Natural language region descriptions
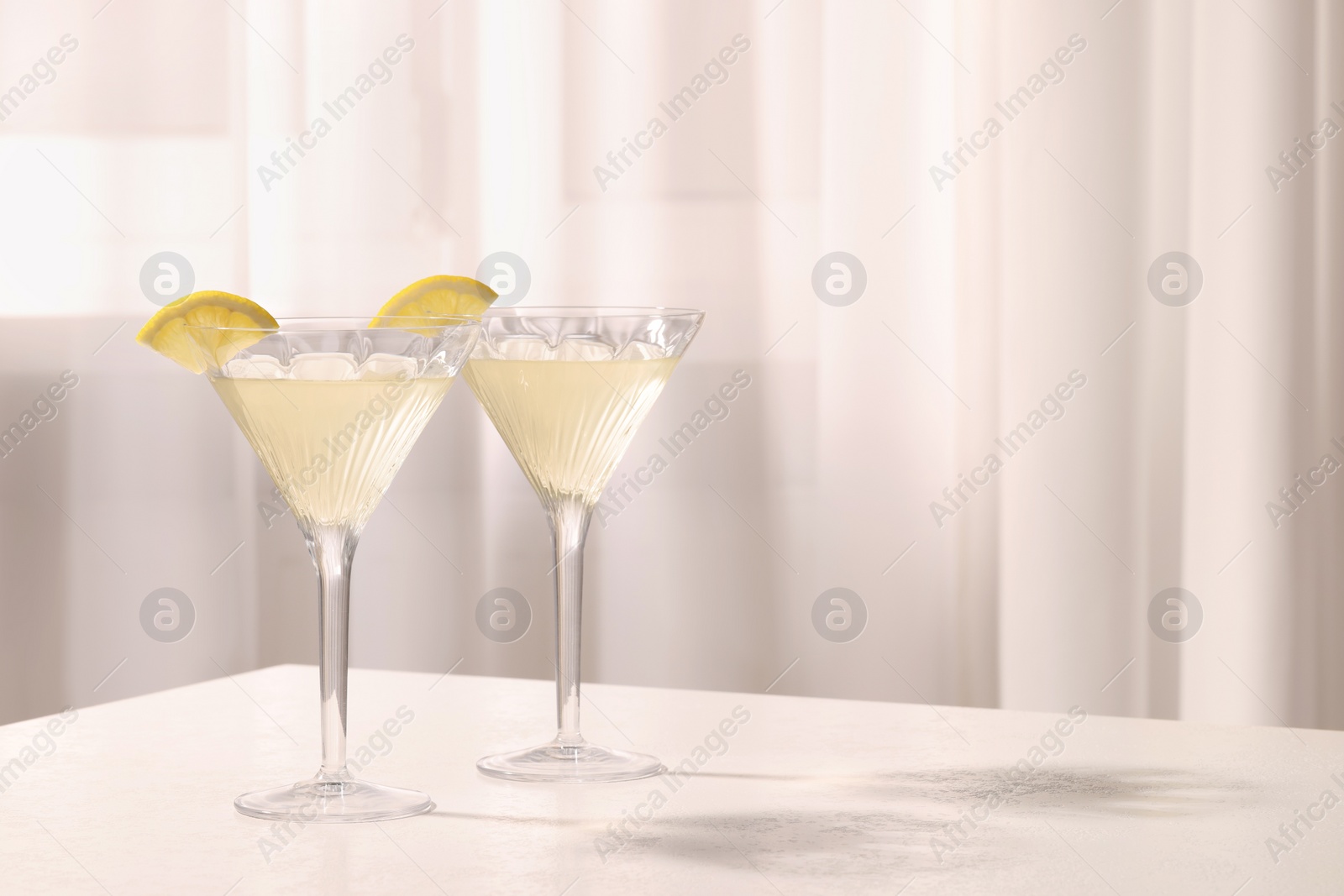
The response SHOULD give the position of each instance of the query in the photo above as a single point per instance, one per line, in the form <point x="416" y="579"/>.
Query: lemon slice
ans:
<point x="434" y="297"/>
<point x="167" y="331"/>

## Exercise details
Reproduce every record above exactly, but leave out the pictures.

## Solution to this task
The response SHOULD give the position of each instance of the query in the photo above as a single point per instance, one per line, in the form <point x="416" y="579"/>.
Query: lemon slice
ans:
<point x="434" y="297"/>
<point x="167" y="331"/>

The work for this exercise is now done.